* _Aim of the exercise_
Starting at the line that contains "If you could mark the aircraft", restate each line word for word through the final line of the data, keeping both ends.

Items listed in a dataset:

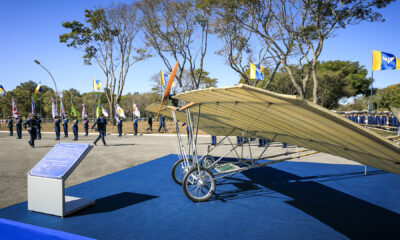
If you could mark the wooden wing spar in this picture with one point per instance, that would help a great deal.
(264, 114)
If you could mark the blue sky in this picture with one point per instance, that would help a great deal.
(31, 29)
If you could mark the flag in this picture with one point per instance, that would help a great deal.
(384, 61)
(53, 108)
(168, 87)
(74, 112)
(62, 111)
(2, 91)
(98, 110)
(119, 111)
(164, 78)
(84, 113)
(103, 110)
(136, 111)
(14, 108)
(32, 105)
(256, 72)
(96, 84)
(39, 88)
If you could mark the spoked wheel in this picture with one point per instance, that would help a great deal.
(179, 170)
(199, 184)
(208, 160)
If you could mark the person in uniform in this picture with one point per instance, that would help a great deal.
(65, 126)
(101, 123)
(378, 119)
(11, 126)
(162, 124)
(30, 124)
(18, 126)
(57, 122)
(150, 122)
(75, 128)
(86, 125)
(213, 140)
(119, 126)
(384, 119)
(38, 127)
(135, 123)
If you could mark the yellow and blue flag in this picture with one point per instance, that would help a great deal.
(256, 72)
(384, 61)
(96, 84)
(164, 78)
(2, 91)
(98, 110)
(38, 88)
(32, 105)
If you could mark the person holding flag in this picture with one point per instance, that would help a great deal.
(11, 125)
(30, 124)
(101, 123)
(38, 127)
(57, 122)
(18, 119)
(96, 84)
(65, 125)
(85, 120)
(119, 115)
(32, 106)
(74, 114)
(75, 127)
(18, 126)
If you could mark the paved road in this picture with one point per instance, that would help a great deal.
(17, 158)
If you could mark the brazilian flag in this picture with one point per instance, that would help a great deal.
(74, 112)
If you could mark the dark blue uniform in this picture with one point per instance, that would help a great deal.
(38, 128)
(362, 119)
(162, 124)
(119, 126)
(101, 127)
(10, 126)
(18, 126)
(86, 126)
(75, 129)
(65, 126)
(31, 125)
(371, 120)
(135, 126)
(57, 128)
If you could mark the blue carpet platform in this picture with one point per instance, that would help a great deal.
(288, 200)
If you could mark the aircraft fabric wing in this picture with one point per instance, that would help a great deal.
(266, 114)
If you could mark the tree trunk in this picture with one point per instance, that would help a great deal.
(315, 88)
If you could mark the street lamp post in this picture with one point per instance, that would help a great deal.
(55, 85)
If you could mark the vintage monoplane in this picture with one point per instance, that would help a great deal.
(251, 112)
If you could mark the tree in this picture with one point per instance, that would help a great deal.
(295, 30)
(108, 38)
(170, 28)
(389, 96)
(339, 79)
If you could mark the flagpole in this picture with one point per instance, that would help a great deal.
(370, 108)
(40, 105)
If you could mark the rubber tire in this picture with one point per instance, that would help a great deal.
(210, 192)
(176, 164)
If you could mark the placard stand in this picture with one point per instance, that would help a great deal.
(46, 181)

* _Output for this task_
If you could mark the aircraft fabric wing in this picture with one point per instance, that would help a great deal.
(266, 114)
If you could mark the tree trunk in this picture with one point per instance, that would help a great deal.
(315, 88)
If you could mark the street lamp post in this picture with one point per instance, that would help a great deal.
(55, 85)
If you could mark the vintage monoplane in this picture with one point per instance, that would help a great deal.
(251, 112)
If you could mark the tree in this picture with one point per instance, that would help a great deal.
(295, 30)
(108, 38)
(170, 28)
(389, 96)
(339, 79)
If you could mark the flagpole in this picture with one point per instance, that would help a great deal.
(370, 108)
(40, 105)
If you could mark the rubber tire in this picture with one point per instance, that would help a great deal.
(210, 192)
(176, 164)
If you could mark the placard stand in this picture with one point per instance, that would help a great deal.
(46, 181)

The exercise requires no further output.